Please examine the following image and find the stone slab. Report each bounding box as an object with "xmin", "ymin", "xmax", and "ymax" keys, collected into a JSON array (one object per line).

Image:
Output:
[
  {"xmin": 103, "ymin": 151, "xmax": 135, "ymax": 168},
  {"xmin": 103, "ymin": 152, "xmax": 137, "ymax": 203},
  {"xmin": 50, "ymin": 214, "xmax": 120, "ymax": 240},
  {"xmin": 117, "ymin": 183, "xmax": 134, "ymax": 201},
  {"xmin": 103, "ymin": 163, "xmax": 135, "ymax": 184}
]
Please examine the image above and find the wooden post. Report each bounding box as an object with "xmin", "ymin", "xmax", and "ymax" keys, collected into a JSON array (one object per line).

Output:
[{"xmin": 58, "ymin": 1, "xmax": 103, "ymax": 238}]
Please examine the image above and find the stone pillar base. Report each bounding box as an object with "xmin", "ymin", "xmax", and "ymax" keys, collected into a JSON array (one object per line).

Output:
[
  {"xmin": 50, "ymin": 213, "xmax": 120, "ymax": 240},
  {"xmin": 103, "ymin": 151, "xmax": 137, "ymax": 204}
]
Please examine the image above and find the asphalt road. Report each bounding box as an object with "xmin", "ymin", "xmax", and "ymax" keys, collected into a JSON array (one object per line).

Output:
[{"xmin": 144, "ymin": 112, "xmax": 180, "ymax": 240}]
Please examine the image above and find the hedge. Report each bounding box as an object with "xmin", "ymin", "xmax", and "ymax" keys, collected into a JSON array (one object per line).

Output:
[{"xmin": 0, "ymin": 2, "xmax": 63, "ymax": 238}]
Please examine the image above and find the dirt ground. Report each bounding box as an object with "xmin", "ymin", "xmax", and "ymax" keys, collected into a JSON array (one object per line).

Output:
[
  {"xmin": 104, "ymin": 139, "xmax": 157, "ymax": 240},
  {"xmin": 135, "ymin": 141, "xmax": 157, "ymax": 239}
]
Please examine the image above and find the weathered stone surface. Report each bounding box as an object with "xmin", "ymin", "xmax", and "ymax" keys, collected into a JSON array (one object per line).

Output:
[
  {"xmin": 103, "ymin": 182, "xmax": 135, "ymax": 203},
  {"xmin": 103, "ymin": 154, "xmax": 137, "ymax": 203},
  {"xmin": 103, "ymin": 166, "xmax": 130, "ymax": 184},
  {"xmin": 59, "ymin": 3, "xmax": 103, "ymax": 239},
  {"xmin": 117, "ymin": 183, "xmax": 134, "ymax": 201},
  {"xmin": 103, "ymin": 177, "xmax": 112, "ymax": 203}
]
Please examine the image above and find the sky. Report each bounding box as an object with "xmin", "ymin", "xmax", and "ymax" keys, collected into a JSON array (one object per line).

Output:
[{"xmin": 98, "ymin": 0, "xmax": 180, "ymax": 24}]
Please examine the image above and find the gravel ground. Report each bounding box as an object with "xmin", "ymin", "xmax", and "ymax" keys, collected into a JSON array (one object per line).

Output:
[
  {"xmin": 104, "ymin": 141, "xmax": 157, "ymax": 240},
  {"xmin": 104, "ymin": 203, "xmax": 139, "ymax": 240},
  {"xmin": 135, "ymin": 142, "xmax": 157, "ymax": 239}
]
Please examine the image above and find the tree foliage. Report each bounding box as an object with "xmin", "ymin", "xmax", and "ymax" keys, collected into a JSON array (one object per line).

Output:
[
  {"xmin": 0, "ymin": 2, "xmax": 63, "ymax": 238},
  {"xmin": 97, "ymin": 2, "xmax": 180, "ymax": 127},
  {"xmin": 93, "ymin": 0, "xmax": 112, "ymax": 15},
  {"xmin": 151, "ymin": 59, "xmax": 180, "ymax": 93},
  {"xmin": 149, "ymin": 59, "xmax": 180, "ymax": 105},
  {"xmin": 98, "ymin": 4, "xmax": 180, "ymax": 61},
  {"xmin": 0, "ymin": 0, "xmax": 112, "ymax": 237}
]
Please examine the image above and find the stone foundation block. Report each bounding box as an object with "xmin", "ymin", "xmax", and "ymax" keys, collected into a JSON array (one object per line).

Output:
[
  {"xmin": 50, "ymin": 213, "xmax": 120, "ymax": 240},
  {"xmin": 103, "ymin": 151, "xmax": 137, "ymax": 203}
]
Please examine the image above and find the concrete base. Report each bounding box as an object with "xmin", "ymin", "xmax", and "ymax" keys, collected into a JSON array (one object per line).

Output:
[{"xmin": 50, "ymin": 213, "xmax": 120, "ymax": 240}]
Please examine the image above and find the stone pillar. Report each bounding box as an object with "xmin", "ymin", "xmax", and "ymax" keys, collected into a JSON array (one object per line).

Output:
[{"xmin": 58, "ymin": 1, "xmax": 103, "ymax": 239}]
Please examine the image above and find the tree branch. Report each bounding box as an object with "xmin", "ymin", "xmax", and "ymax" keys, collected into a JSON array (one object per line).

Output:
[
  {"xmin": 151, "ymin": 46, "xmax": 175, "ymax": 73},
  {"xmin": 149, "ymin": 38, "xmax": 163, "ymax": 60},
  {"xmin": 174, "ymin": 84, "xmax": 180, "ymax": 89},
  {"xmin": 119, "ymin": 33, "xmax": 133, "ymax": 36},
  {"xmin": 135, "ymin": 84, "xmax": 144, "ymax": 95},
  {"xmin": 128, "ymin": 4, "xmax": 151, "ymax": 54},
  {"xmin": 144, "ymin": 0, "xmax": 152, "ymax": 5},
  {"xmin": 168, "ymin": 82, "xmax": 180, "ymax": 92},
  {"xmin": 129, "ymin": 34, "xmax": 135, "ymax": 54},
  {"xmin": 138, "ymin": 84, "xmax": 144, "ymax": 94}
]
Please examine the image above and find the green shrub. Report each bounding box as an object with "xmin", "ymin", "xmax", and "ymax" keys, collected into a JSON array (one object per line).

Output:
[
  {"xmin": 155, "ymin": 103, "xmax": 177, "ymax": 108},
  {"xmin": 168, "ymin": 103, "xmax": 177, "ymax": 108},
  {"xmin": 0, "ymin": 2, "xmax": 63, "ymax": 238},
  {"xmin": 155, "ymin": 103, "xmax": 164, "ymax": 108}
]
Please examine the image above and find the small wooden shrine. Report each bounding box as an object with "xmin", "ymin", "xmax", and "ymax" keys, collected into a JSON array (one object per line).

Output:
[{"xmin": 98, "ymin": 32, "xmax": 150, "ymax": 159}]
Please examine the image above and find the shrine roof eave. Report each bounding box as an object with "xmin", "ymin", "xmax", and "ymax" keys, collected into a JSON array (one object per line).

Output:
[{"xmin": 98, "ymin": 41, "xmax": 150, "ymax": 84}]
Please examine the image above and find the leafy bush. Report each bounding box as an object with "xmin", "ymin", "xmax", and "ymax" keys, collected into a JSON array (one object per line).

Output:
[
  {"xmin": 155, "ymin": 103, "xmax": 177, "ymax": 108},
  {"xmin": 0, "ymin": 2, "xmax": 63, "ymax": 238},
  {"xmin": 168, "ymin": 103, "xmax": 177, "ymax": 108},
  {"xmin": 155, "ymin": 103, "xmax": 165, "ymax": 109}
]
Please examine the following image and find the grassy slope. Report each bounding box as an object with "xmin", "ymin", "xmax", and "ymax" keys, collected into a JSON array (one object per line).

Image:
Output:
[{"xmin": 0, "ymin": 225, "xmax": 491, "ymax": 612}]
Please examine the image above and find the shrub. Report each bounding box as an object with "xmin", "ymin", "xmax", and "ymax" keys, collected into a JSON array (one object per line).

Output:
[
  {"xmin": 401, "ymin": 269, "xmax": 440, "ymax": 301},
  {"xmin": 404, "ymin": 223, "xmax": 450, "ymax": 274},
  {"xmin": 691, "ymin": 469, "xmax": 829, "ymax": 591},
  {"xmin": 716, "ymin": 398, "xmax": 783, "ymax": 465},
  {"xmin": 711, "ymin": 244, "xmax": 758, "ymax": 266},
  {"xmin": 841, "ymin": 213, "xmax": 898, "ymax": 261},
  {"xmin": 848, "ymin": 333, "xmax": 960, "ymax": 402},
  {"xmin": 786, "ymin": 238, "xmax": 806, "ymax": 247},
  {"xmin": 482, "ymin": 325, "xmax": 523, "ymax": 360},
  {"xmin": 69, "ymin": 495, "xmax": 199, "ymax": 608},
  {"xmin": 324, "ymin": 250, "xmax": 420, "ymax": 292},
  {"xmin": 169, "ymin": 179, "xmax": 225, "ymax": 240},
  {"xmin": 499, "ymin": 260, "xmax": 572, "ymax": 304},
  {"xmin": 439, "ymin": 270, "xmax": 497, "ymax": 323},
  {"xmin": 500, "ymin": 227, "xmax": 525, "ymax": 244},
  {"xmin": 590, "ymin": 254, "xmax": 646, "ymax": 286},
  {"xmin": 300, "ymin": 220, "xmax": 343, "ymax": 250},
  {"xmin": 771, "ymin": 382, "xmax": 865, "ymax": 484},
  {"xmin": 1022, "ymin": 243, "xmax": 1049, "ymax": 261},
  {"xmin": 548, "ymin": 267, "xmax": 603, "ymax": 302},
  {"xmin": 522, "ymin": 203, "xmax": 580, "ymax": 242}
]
---*---
▸ WHAT THE TASK ASKS
Your task is to set down only the lines that run from the opening of the listing to the line with "Please examine the image above and find the weathered", both ends included, each unchanged.

▸ EXERCISE SOLUTION
Please examine the following image and find the stone slab. Report each bounding box as an object with "xmin", "ymin", "xmax", and "ymax" keys, collected into a JSON array (one object per line).

Image:
Output:
[
  {"xmin": 103, "ymin": 151, "xmax": 135, "ymax": 168},
  {"xmin": 103, "ymin": 152, "xmax": 137, "ymax": 203},
  {"xmin": 50, "ymin": 214, "xmax": 120, "ymax": 240},
  {"xmin": 117, "ymin": 183, "xmax": 134, "ymax": 201},
  {"xmin": 103, "ymin": 163, "xmax": 135, "ymax": 184}
]
Please examine the image above and find the wooden post. Report each bounding box as an object with "xmin", "ymin", "xmax", and "ymax" keys, collected into a JSON array (one object per line).

Output:
[{"xmin": 58, "ymin": 1, "xmax": 103, "ymax": 238}]
Please examine the image above and find the stone pillar base. Report each bounding box as an object with "xmin", "ymin", "xmax", and "ymax" keys, collected into a JSON array (one object per line).

Output:
[
  {"xmin": 50, "ymin": 213, "xmax": 120, "ymax": 240},
  {"xmin": 103, "ymin": 151, "xmax": 137, "ymax": 204}
]
Please examine the image above and find the asphalt road. Report each bounding box as an object with "xmin", "ymin", "xmax", and "ymax" keys, collected into a JSON array (one object per line).

Output:
[{"xmin": 144, "ymin": 112, "xmax": 180, "ymax": 240}]
Please examine the image above and find the hedge. Report each bounding box as an object with "xmin", "ymin", "xmax", and "ymax" keys, collected into a JSON array (one object per line).

Output:
[{"xmin": 0, "ymin": 2, "xmax": 63, "ymax": 238}]
Please examine the image above and find the dirt ground. Report each bounding box as an object with "xmin", "ymin", "xmax", and "ymax" keys, collected into a JSON array (one object per line).

Output:
[
  {"xmin": 104, "ymin": 139, "xmax": 157, "ymax": 240},
  {"xmin": 135, "ymin": 141, "xmax": 157, "ymax": 239}
]
Please examine the image above and find the weathered stone surface. Report each bounding box as an object with "xmin", "ymin", "xmax", and "ymax" keys, collected into a JSON array (one object per line).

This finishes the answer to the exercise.